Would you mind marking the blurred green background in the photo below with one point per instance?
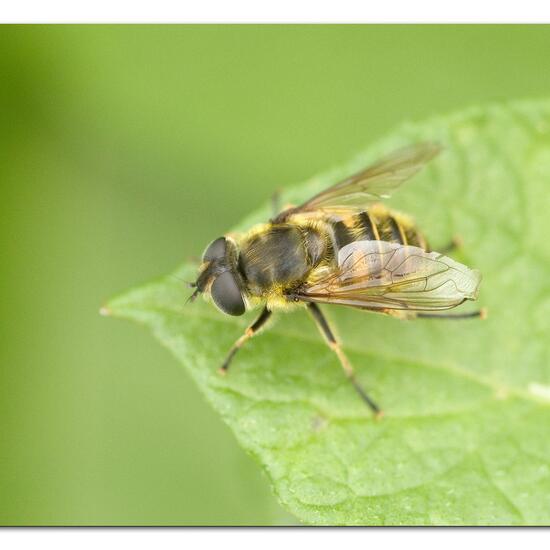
(124, 150)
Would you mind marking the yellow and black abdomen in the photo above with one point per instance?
(377, 224)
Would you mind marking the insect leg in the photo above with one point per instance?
(249, 332)
(481, 313)
(334, 345)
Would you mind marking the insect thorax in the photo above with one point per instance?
(279, 256)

════════════════

## EXERCISE AIM
Please retype all of the data above word for word, leaving out the picture.

## COMPLETE RESPONSE
Would you mind marking the blurred green background in the photo below with one point per instance?
(124, 150)
Would you mind marking the yellow and black abdomen in the photo above with one point per instance?
(377, 224)
Would you mind marking the insect leg in the photo above with one point per instance?
(249, 332)
(481, 313)
(334, 345)
Would you mind marking the insect thorax in the photo above with one point per instance?
(279, 256)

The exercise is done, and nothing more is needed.